Problem to work on: Reproduce without any change the stretch of the material below, from the line containing "Consider the photo above. For each instance of the man in" through the last line of the material.

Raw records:
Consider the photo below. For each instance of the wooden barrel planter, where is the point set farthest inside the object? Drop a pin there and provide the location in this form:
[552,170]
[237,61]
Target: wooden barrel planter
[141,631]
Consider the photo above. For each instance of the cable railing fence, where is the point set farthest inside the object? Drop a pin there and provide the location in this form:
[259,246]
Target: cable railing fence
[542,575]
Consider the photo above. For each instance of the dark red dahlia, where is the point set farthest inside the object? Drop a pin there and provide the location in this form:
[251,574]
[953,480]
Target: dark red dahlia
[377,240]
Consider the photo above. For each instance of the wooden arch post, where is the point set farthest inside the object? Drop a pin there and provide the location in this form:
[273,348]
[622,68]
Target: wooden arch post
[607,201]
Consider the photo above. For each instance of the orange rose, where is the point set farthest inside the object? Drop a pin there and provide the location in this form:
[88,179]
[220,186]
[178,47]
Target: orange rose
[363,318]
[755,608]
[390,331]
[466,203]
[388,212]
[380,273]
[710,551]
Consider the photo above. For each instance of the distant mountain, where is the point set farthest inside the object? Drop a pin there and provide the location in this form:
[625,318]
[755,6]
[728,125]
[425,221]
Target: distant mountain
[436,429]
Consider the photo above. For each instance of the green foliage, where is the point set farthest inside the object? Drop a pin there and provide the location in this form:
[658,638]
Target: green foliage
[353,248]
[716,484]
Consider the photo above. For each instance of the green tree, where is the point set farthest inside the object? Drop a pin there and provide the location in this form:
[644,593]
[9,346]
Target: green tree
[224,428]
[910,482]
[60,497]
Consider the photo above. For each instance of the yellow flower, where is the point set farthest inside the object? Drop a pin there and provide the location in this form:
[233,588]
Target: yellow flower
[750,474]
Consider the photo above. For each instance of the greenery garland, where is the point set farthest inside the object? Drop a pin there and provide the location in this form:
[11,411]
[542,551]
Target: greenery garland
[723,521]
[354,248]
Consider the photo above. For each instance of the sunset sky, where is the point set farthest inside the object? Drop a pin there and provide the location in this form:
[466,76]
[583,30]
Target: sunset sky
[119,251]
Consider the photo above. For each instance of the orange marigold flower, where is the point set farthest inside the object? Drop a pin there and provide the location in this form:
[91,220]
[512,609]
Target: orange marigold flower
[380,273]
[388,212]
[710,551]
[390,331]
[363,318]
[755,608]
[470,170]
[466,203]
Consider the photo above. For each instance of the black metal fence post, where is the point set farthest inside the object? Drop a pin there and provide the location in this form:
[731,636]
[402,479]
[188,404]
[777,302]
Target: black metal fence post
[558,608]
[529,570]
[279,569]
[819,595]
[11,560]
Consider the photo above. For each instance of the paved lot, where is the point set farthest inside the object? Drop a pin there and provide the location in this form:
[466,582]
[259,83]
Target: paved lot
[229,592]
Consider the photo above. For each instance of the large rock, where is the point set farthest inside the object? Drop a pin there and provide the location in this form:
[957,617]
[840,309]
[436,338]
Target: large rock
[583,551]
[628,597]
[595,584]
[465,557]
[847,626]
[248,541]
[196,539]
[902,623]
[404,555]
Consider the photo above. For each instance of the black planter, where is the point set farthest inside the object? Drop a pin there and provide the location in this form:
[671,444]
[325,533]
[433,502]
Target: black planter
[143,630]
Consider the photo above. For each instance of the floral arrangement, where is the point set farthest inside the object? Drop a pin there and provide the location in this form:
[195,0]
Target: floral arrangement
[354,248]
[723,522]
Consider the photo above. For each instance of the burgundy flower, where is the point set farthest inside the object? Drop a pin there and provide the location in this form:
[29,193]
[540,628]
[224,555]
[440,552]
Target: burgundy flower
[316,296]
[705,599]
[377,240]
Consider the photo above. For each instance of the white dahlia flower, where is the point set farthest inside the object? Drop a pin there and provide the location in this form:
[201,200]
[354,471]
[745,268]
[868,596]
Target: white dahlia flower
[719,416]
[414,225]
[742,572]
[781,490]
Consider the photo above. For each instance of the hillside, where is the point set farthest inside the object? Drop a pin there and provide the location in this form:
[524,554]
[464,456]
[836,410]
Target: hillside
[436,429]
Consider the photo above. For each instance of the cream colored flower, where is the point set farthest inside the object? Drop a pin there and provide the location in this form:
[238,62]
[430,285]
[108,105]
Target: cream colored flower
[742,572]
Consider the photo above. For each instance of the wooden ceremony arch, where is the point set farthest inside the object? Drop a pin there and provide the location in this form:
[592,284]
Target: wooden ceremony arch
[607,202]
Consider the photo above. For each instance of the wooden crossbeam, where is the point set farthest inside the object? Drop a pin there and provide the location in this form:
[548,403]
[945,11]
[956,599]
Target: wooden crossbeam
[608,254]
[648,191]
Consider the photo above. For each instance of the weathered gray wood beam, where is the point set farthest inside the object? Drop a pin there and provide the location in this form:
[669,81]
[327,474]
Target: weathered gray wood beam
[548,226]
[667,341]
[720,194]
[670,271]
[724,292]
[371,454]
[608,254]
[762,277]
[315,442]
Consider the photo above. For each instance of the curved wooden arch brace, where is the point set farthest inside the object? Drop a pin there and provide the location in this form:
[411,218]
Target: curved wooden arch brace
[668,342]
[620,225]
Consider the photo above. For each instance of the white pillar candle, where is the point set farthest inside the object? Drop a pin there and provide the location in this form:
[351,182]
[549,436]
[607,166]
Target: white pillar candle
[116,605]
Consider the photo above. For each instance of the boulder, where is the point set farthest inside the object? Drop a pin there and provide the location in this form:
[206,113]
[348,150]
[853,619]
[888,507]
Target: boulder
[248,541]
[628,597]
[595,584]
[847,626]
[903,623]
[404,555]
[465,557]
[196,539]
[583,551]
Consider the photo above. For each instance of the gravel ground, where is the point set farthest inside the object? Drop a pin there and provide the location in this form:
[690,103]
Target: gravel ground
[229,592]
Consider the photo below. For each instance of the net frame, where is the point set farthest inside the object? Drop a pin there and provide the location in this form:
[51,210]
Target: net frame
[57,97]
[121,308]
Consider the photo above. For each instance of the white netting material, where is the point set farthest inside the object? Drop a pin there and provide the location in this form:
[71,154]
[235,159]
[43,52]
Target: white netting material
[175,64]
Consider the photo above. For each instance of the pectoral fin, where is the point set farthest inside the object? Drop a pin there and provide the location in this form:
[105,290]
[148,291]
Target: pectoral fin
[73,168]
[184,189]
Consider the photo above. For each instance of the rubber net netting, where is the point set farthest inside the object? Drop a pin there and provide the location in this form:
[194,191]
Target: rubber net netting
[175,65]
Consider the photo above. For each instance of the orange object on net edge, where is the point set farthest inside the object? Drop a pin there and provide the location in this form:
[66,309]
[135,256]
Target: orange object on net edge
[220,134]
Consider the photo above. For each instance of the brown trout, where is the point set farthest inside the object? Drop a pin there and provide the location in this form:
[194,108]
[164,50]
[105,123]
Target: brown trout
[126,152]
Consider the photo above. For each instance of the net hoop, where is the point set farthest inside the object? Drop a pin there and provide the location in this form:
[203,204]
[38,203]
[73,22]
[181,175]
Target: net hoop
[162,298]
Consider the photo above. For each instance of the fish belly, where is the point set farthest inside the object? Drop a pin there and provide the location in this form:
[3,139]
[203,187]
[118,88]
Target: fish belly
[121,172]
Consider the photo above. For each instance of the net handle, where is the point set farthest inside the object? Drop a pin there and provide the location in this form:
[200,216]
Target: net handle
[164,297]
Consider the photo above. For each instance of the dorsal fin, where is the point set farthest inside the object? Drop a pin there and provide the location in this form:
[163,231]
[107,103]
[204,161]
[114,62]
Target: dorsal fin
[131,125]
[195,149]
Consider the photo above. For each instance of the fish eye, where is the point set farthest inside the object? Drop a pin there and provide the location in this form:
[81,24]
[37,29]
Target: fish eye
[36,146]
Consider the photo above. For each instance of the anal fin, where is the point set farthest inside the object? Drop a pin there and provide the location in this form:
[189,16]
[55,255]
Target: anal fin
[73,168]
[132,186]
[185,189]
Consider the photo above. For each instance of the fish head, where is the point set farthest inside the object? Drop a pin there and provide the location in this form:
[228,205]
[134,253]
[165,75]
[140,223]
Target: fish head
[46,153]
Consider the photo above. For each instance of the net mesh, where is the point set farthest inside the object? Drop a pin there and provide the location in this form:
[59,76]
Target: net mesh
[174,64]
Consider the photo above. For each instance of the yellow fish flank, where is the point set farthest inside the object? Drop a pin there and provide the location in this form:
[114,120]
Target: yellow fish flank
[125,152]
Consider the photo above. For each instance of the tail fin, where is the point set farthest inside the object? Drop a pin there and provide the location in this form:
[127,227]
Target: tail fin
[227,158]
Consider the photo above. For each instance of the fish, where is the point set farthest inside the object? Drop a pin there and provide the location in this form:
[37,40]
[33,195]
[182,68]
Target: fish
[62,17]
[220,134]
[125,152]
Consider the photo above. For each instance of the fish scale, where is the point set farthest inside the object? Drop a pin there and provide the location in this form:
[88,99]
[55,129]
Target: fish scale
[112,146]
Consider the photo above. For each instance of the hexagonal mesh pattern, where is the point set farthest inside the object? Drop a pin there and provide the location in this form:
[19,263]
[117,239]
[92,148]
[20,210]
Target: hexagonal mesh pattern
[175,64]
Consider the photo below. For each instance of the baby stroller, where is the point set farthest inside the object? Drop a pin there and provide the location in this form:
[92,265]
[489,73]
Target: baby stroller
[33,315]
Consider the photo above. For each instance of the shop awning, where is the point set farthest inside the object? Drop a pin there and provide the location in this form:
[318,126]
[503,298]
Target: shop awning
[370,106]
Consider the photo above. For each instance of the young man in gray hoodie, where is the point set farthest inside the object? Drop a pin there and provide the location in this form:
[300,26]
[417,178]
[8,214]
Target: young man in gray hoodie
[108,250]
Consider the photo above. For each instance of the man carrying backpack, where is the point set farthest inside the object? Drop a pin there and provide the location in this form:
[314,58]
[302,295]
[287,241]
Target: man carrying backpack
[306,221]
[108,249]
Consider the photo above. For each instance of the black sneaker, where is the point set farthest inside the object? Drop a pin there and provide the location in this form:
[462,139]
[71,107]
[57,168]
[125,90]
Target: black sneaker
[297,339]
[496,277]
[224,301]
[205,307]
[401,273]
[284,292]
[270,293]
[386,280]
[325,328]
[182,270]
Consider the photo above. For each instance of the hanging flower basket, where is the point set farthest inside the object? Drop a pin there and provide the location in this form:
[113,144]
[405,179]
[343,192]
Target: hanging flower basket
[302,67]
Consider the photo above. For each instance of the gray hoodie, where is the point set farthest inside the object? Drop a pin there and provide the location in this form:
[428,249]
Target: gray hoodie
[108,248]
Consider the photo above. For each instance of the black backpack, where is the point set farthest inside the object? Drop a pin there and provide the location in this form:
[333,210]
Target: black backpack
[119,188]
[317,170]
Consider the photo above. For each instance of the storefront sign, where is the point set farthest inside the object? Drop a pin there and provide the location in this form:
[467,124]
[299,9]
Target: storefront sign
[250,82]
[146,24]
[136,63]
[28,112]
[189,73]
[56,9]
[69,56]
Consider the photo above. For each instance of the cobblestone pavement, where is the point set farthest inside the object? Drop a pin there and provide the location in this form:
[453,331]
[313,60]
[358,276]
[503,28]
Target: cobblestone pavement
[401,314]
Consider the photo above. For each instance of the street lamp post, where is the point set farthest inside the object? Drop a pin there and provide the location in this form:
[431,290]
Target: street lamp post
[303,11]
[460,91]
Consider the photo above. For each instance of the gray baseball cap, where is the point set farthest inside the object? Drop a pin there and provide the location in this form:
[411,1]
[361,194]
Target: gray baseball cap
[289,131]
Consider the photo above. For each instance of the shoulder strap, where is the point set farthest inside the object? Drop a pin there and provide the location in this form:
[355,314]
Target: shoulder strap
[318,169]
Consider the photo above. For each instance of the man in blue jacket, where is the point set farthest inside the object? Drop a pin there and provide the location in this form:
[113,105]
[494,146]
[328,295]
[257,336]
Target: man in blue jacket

Answer:
Consider the photo above. For each instance of the man in blue jacket, where is the point set farthest inside the object? Drop a pin there and provide the location in this form:
[113,105]
[494,146]
[328,295]
[257,336]
Target: man in blue jacket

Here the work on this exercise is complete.